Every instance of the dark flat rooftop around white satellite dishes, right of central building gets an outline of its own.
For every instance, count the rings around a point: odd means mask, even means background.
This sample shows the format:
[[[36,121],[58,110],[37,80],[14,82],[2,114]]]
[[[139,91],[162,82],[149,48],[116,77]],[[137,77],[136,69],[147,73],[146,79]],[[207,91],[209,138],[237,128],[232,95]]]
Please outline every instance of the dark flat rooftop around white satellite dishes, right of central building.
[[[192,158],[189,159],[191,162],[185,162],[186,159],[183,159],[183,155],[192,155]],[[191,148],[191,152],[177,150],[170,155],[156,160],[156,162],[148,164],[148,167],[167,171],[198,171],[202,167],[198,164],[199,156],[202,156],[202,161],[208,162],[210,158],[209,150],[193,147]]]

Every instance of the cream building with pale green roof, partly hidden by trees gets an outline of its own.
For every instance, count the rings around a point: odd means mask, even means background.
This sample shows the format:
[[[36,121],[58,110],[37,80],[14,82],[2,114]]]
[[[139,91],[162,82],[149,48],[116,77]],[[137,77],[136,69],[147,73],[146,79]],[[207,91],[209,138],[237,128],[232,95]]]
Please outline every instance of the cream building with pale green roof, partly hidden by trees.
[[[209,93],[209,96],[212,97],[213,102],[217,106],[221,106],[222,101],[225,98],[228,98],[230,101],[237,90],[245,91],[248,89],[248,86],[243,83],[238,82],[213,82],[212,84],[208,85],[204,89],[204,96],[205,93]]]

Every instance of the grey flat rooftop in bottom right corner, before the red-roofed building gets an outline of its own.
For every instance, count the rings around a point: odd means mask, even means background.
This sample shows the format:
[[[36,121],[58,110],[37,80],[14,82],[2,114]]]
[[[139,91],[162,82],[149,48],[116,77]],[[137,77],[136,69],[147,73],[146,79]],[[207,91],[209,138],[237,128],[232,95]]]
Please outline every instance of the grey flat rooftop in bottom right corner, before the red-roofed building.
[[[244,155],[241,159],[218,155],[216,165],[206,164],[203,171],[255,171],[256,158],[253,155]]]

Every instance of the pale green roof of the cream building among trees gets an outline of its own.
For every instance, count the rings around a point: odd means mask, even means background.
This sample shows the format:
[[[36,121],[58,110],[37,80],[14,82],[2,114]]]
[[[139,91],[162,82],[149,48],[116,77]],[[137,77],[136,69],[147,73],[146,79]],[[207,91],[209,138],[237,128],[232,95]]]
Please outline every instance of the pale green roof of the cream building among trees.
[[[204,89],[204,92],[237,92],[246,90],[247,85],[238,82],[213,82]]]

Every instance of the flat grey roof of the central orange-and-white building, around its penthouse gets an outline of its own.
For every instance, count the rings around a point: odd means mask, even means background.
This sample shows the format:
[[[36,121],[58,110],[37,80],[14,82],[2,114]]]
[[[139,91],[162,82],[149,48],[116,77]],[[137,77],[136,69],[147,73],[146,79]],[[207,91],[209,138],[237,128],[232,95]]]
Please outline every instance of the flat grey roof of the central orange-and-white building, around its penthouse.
++++++
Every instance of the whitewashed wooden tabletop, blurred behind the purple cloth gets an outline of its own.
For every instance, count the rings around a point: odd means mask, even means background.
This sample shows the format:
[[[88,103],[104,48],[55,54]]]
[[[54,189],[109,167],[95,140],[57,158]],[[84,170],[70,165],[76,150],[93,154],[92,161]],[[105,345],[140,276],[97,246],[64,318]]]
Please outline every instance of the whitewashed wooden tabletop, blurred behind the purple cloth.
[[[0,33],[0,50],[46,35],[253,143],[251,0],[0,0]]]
++++++
**Goal of the exercise**. Filter the records above for "gets" and copy every matching line.

**Response area**.
Every instance of the dark flat rooftop around white satellite dishes, right of central building gets an outline of its own.
Every instance of the cream building with pale green roof, partly hidden by trees gets an outline of its own.
Every instance of the grey flat rooftop in bottom right corner, before the red-roofed building gets an outline of its own.
Every instance of the pale green roof of the cream building among trees gets an outline of its own.
Every instance of the flat grey roof of the central orange-and-white building, around its penthouse gets an outline of its own.
Every instance of the whitewashed wooden tabletop, blurred behind the purple cloth gets an outline of its own.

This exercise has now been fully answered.